Data listing:

==*==

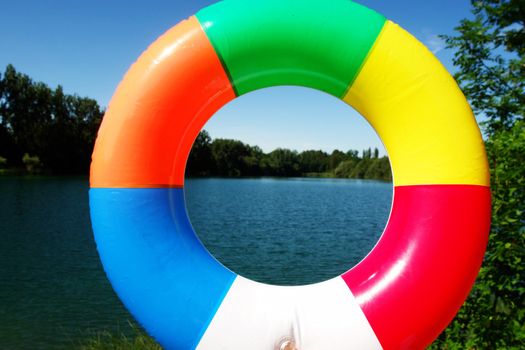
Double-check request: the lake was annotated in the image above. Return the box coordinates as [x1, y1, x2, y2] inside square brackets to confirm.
[0, 177, 392, 349]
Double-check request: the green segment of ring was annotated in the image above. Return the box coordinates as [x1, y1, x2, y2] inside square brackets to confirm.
[196, 0, 386, 98]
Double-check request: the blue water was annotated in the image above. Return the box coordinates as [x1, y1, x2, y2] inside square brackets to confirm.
[0, 177, 392, 349]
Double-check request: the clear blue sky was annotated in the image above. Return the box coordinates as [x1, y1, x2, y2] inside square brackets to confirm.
[0, 0, 470, 152]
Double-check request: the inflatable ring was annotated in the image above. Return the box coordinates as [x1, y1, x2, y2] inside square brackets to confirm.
[90, 0, 490, 350]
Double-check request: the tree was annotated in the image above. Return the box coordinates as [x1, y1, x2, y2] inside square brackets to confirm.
[186, 130, 216, 176]
[433, 0, 525, 349]
[443, 0, 525, 134]
[0, 65, 103, 173]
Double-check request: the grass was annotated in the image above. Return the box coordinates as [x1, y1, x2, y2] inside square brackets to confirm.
[76, 322, 162, 350]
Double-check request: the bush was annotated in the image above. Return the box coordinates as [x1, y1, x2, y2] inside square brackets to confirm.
[22, 153, 42, 173]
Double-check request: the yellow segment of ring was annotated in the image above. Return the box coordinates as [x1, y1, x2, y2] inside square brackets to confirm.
[343, 21, 489, 186]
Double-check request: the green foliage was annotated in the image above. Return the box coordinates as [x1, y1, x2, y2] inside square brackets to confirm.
[433, 121, 525, 349]
[186, 130, 392, 181]
[431, 0, 525, 349]
[443, 0, 525, 133]
[0, 65, 103, 173]
[22, 153, 42, 173]
[76, 323, 162, 350]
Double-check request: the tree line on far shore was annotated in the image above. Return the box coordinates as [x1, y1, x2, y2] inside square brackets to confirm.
[0, 65, 392, 180]
[0, 65, 104, 174]
[186, 130, 392, 181]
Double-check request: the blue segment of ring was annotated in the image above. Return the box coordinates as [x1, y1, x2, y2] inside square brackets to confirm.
[89, 188, 236, 349]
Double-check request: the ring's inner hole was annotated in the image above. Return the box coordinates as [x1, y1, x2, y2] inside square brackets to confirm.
[185, 87, 392, 285]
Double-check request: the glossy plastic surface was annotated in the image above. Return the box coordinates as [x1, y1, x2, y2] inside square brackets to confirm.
[343, 185, 490, 350]
[196, 0, 385, 98]
[343, 21, 490, 186]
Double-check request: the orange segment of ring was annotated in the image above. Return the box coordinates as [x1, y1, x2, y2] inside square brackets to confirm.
[91, 17, 235, 188]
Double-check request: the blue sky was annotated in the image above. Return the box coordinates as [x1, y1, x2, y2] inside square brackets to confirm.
[0, 0, 470, 153]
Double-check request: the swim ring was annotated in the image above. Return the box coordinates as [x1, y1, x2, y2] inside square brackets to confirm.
[90, 0, 490, 350]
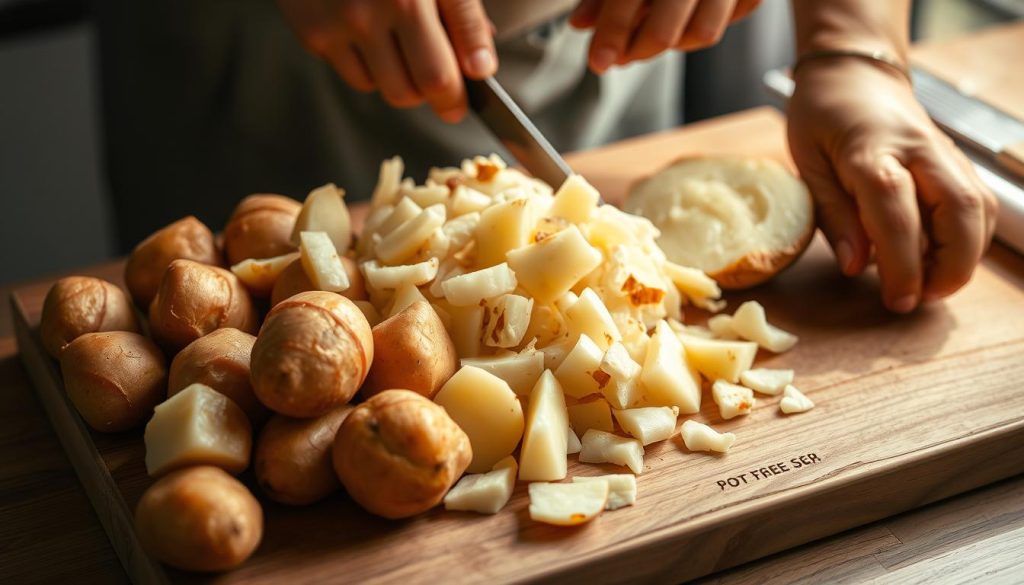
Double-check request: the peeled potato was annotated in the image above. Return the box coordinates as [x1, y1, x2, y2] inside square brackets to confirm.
[626, 157, 814, 289]
[362, 300, 454, 401]
[334, 390, 471, 518]
[135, 466, 263, 572]
[60, 331, 167, 432]
[253, 405, 352, 505]
[39, 277, 138, 359]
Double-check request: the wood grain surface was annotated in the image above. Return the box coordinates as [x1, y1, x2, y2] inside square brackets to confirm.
[8, 110, 1024, 583]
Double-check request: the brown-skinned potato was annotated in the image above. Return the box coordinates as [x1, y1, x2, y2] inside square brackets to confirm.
[39, 277, 139, 359]
[125, 215, 221, 310]
[361, 300, 459, 399]
[270, 256, 367, 306]
[224, 194, 302, 264]
[334, 389, 473, 518]
[150, 260, 259, 354]
[253, 405, 352, 505]
[135, 465, 263, 572]
[250, 291, 374, 418]
[167, 327, 270, 428]
[60, 331, 167, 432]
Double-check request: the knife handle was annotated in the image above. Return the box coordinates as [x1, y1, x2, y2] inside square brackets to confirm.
[995, 142, 1024, 179]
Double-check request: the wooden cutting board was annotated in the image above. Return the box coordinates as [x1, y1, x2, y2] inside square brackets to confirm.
[11, 110, 1024, 583]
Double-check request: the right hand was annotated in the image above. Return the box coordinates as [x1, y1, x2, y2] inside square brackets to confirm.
[278, 0, 498, 122]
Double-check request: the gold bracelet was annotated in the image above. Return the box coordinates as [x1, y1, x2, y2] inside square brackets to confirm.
[791, 49, 912, 83]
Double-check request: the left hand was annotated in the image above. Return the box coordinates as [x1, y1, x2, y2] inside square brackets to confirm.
[787, 57, 998, 312]
[569, 0, 761, 74]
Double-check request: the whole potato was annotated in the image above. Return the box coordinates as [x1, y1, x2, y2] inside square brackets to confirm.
[251, 291, 374, 417]
[270, 256, 367, 306]
[167, 327, 270, 427]
[125, 215, 221, 309]
[224, 194, 302, 264]
[150, 260, 259, 353]
[39, 277, 138, 359]
[334, 390, 473, 518]
[60, 331, 167, 432]
[361, 300, 459, 399]
[253, 405, 352, 505]
[135, 465, 263, 572]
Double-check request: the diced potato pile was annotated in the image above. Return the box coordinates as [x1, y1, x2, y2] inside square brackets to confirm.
[355, 156, 813, 525]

==*==

• _REQUIREMENTS_
Write out every line of the data listing above without changes, leaving out the pictures.

• _PROBLEM SOLUTION_
Double-check request: the lake was annotated in the image above. Return the box coordinates as [x1, y1, x2, y2] inside square brackets to confirm.
[0, 177, 392, 349]
Double-check request: the green segment of ring was annotated in the image above. Return the box coordinates as [x1, y1, x2, y2] inside square brackets to confirm.
[196, 0, 386, 98]
Double-check request: the blue water was annotated in the image above. Return the box coordinates as [x1, y1, x2, y2] inside square brackets to confirm.
[0, 177, 392, 349]
Double-check request: the clear blue sky was annotated in the image above. Return the box coordinates as [x1, y1, x2, y2] inside square brackets to confirm.
[0, 0, 470, 152]
Double-check request: the inflatable ring was annotated in the image above. Return the box coordinates as [x1, y1, x2, y2] inside square brackets to confirm.
[90, 0, 490, 350]
Double-check request: the tree was annotated in the image above. Return the box coordinates as [x1, y1, x2, y2] inside square brackets to confirm.
[186, 130, 216, 176]
[433, 0, 525, 349]
[443, 0, 525, 134]
[0, 65, 103, 173]
Double-check request: the grass was annotated in the image above. Return the box coordinates as [x1, y1, x2, y2] inside square brackets to confirm.
[76, 322, 162, 350]
Double-check request: the bush was annotated in the image above. Return the box coordinates as [x1, y1, x2, y2] inside square brackets to confirm.
[22, 153, 42, 173]
Double-check request: the yellow segment of ring was annotated in the image above. Return the box coordinates as [x1, y1, x2, y2] inside square brackets to confirm.
[343, 21, 489, 186]
Double-check request: the green foliage was annotated in the image above. Return the box coordinates as [x1, y1, x2, y2] inside square brackets to confirm.
[433, 121, 525, 349]
[186, 130, 392, 181]
[431, 0, 525, 349]
[443, 0, 525, 133]
[0, 65, 103, 173]
[22, 153, 42, 173]
[76, 323, 162, 350]
Double-check request: the tree line on far shore was annotated in the image above. Return the box coordinates as [x1, y1, x2, y2] inside square brackets to confirm.
[0, 65, 392, 180]
[0, 65, 104, 174]
[186, 130, 392, 181]
Double-check request: the blue segment of ring was annotated in the image above. Return the box coordinates as [x1, y1, x2, y2] inside square brackets to confirm.
[89, 188, 236, 349]
Double-check request: the ring's inner hole was annotated in the image above. Return the box coordinates as [x1, y1, x2, y2] inside square brackets to confirm.
[185, 87, 392, 285]
Double-check request: the glossy plastic surface was annotated in the image above. Return the box coordinates as [x1, y1, x2, y2] inside square brackets to confirm.
[343, 185, 490, 350]
[196, 0, 385, 98]
[343, 21, 490, 186]
Double-check request: the orange segment of ring was annotated in the image above. Return the box coordinates as [x1, y1, x2, y2] inside square brackets to confirm.
[91, 17, 235, 188]
Double-check request: the blue sky was annotated in the image above. Return the box coordinates as [x1, y1, x2, y2] inside square brackets to confirm.
[0, 0, 470, 153]
Double-check request: the swim ring was annotated in the image above. Return the box coordinates as [x1, y1, x2, y2] inside square brackets to confirm.
[90, 0, 490, 350]
Double-check request: the peeled potato was annotated in the image above. Return the box coordinates as [x1, y1, x2, y2] inside square brackets to confirm.
[626, 157, 814, 289]
[362, 300, 454, 401]
[334, 390, 471, 518]
[135, 466, 263, 572]
[60, 331, 167, 432]
[253, 405, 352, 505]
[39, 277, 138, 359]
Double-check request: the wood grain surface was annotated in the image above. Return the box coordinates as [x1, y1, x2, y2] inside square brackets to confirm.
[8, 110, 1024, 583]
Double-check request: the brown-skinned potato was annotated in the image above. Return the box coordinates as [x1, y1, x2, y2] inside square brackets to confirm.
[39, 277, 139, 359]
[125, 215, 221, 310]
[361, 300, 459, 399]
[270, 256, 367, 306]
[224, 194, 302, 264]
[334, 389, 473, 518]
[150, 260, 259, 354]
[253, 405, 352, 505]
[135, 465, 263, 572]
[250, 291, 374, 418]
[167, 327, 270, 428]
[60, 331, 167, 432]
Double-check request: the knife handle was annotated in the image above. Return the box coordinates as [x1, y1, x2, y2] inside square brackets to confirm.
[995, 142, 1024, 179]
Double-check request: the wooden cutting board was annotated in the image above. Return the box coordinates as [x1, y1, x2, y2] inside square brackets to confirm.
[11, 110, 1024, 583]
Double-check request: the right hand was annotated in the image above. Return the box coordinates as [x1, y1, x2, y2] inside square brackets to confirm.
[278, 0, 498, 122]
Double-check request: the gold bracelet was annotated in the image above. Return the box coordinates as [x1, y1, x2, y2] inside square brackets to confirm.
[791, 49, 912, 83]
Double-check request: the left hand was annotated in the image above. Return the box coordinates as [x1, y1, x2, y2] inside square brackets to confirm.
[787, 57, 998, 312]
[569, 0, 761, 74]
Double-check request: the whole potato was annotated in the image above. Return the box coordinates as [x1, y1, x2, y2] inside square brackets to confirm.
[251, 291, 374, 417]
[270, 256, 367, 306]
[167, 327, 270, 427]
[125, 215, 221, 309]
[224, 194, 302, 264]
[150, 260, 259, 353]
[39, 277, 138, 359]
[334, 390, 473, 518]
[60, 331, 167, 432]
[361, 300, 459, 399]
[253, 405, 352, 505]
[135, 465, 263, 572]
Double-check request: the diced potato pile was annotated in the image above. Return the box coordinates as [x1, y1, x2, y2] inside square brackets to confirm.
[355, 156, 813, 525]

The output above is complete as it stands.